>>>

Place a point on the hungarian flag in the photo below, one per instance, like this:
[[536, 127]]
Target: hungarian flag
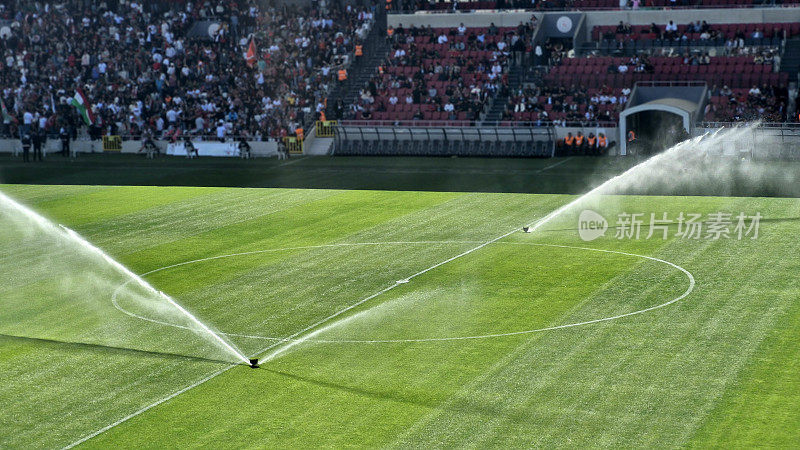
[[250, 57], [82, 105], [6, 116]]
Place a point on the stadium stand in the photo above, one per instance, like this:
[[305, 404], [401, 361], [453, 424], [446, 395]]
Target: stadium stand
[[442, 74], [225, 68], [554, 5], [173, 67]]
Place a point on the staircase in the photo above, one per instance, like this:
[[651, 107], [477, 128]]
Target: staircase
[[500, 101], [376, 49], [790, 61]]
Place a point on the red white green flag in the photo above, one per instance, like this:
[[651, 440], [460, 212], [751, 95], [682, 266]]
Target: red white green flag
[[84, 108]]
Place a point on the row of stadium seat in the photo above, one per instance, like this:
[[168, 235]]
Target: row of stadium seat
[[443, 148], [729, 29], [733, 80]]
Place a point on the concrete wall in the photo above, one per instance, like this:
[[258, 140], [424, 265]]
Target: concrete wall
[[259, 148], [683, 16], [595, 18], [471, 19]]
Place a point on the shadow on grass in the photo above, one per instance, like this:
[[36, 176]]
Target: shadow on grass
[[461, 406], [106, 350]]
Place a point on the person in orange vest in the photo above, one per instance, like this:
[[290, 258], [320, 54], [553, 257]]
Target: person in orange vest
[[602, 144], [579, 143], [568, 143], [591, 144]]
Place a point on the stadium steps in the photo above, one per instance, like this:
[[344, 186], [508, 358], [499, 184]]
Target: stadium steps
[[790, 62], [499, 102], [376, 50]]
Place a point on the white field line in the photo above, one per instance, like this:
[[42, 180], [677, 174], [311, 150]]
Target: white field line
[[688, 274], [148, 407], [314, 325], [292, 161], [292, 341], [555, 164]]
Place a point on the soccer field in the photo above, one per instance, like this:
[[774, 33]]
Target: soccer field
[[480, 335]]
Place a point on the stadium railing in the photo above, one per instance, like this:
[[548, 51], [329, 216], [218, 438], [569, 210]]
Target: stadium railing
[[325, 128], [375, 140]]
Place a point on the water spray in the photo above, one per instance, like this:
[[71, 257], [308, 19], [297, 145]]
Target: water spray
[[64, 232]]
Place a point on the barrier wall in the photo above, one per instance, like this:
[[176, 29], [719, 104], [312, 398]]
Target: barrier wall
[[594, 18], [258, 148]]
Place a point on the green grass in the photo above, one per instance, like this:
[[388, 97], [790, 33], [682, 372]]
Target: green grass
[[542, 176], [719, 368]]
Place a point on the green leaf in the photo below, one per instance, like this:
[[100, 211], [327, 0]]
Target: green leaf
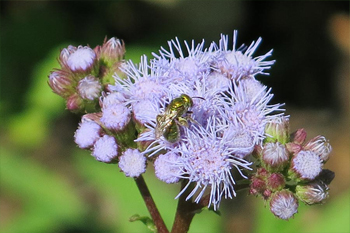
[[145, 220], [47, 200]]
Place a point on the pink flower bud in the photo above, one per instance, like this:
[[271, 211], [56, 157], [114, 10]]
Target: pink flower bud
[[298, 137], [74, 103], [62, 83], [312, 193], [306, 165], [320, 146], [89, 88], [274, 156], [277, 130], [276, 182], [112, 51], [283, 204]]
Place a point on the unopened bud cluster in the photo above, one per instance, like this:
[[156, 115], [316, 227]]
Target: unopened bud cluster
[[85, 72], [291, 169]]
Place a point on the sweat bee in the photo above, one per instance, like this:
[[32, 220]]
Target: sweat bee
[[168, 123]]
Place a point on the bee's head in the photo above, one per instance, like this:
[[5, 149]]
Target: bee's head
[[187, 101]]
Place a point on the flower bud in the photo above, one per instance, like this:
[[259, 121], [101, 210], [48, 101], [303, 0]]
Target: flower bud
[[81, 60], [257, 185], [312, 193], [87, 134], [305, 165], [274, 156], [132, 162], [298, 137], [65, 53], [89, 88], [293, 148], [320, 146], [75, 103], [283, 204], [112, 51], [115, 117], [326, 176], [62, 83], [275, 182], [277, 130], [105, 149], [166, 167]]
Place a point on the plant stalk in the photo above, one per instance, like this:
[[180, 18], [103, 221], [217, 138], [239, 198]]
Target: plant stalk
[[151, 206]]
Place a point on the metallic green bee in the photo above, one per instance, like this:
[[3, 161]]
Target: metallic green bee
[[168, 123]]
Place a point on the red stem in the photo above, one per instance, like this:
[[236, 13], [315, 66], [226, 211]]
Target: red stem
[[151, 206]]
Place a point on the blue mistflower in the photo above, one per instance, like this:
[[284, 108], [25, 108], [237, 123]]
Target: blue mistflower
[[239, 63], [167, 167], [207, 160], [307, 165]]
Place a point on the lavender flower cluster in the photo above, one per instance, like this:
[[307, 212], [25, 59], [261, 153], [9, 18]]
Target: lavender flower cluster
[[198, 115]]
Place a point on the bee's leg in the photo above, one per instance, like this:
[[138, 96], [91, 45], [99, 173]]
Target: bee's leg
[[182, 121]]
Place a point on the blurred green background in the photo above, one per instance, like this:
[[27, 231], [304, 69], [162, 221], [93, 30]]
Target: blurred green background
[[48, 185]]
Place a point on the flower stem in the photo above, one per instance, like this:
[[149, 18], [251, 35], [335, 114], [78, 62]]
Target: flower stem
[[151, 206], [184, 213]]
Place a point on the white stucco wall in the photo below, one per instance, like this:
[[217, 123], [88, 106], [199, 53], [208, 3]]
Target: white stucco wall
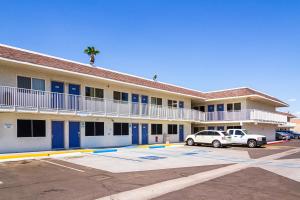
[[9, 142]]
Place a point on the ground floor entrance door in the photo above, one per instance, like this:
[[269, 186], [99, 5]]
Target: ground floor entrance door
[[181, 133], [144, 133], [74, 134], [57, 135], [135, 133]]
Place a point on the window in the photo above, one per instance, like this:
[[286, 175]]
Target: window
[[31, 128], [94, 128], [121, 129], [237, 106], [24, 82], [38, 84], [94, 92], [172, 129], [220, 128], [203, 133], [202, 108], [214, 133], [238, 132], [156, 101], [156, 129], [172, 103], [31, 83], [234, 107], [234, 127], [230, 107], [120, 96]]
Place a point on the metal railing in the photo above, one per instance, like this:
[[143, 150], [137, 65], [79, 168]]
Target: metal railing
[[18, 99]]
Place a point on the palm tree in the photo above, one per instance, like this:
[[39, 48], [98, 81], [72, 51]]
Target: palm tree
[[92, 52]]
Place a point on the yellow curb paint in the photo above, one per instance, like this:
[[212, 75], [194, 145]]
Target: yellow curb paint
[[44, 154]]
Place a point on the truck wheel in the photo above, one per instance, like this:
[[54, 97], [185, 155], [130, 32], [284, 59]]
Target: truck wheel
[[251, 143], [216, 144], [190, 142]]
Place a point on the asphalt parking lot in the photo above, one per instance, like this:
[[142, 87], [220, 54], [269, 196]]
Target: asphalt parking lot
[[233, 173]]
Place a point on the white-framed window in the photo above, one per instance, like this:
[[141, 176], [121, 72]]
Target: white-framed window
[[234, 107], [30, 83], [31, 128], [94, 128], [94, 92], [121, 128], [120, 96], [156, 129], [156, 101], [172, 103], [172, 129]]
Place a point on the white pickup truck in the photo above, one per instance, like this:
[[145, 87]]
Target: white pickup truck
[[241, 136]]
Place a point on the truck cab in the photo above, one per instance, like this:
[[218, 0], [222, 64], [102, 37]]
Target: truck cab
[[241, 136]]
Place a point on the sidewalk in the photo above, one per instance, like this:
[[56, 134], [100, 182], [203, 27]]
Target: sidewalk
[[46, 154]]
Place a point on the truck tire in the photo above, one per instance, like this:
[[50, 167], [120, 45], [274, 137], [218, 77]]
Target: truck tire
[[216, 144], [252, 143], [190, 142]]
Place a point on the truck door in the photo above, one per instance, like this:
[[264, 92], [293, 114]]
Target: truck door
[[238, 136]]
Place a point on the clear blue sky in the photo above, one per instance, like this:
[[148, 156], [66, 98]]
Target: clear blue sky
[[204, 44]]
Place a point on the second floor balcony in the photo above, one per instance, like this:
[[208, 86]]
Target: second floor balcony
[[25, 100]]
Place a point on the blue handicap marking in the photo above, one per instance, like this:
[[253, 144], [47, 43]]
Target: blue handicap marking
[[152, 157], [190, 153], [157, 147], [104, 151]]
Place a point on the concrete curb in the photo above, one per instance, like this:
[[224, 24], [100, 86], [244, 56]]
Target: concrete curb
[[277, 142], [45, 154]]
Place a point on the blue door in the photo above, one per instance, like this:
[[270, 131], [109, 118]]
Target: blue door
[[57, 98], [181, 106], [74, 91], [57, 135], [144, 133], [181, 133], [135, 133], [220, 109], [135, 104], [144, 105], [210, 114], [74, 134]]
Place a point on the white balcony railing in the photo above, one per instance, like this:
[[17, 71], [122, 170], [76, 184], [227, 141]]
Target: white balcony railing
[[43, 101], [18, 99]]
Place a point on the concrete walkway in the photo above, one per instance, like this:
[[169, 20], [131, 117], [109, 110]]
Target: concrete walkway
[[165, 187], [44, 154]]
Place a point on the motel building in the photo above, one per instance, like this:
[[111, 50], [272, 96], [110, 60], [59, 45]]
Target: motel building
[[52, 103]]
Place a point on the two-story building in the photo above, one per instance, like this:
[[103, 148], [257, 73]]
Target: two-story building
[[52, 103]]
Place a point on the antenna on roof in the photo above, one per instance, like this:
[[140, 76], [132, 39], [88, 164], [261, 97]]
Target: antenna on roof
[[155, 77]]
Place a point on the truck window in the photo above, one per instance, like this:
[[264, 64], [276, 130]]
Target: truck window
[[238, 132]]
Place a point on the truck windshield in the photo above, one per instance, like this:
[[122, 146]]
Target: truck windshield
[[225, 133]]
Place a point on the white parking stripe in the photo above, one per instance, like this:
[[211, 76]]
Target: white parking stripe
[[53, 163], [159, 189]]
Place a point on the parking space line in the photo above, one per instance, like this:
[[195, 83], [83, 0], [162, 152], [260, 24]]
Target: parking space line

<<<

Number of lines holding the word "below" in the material: give this value and nothing more.

3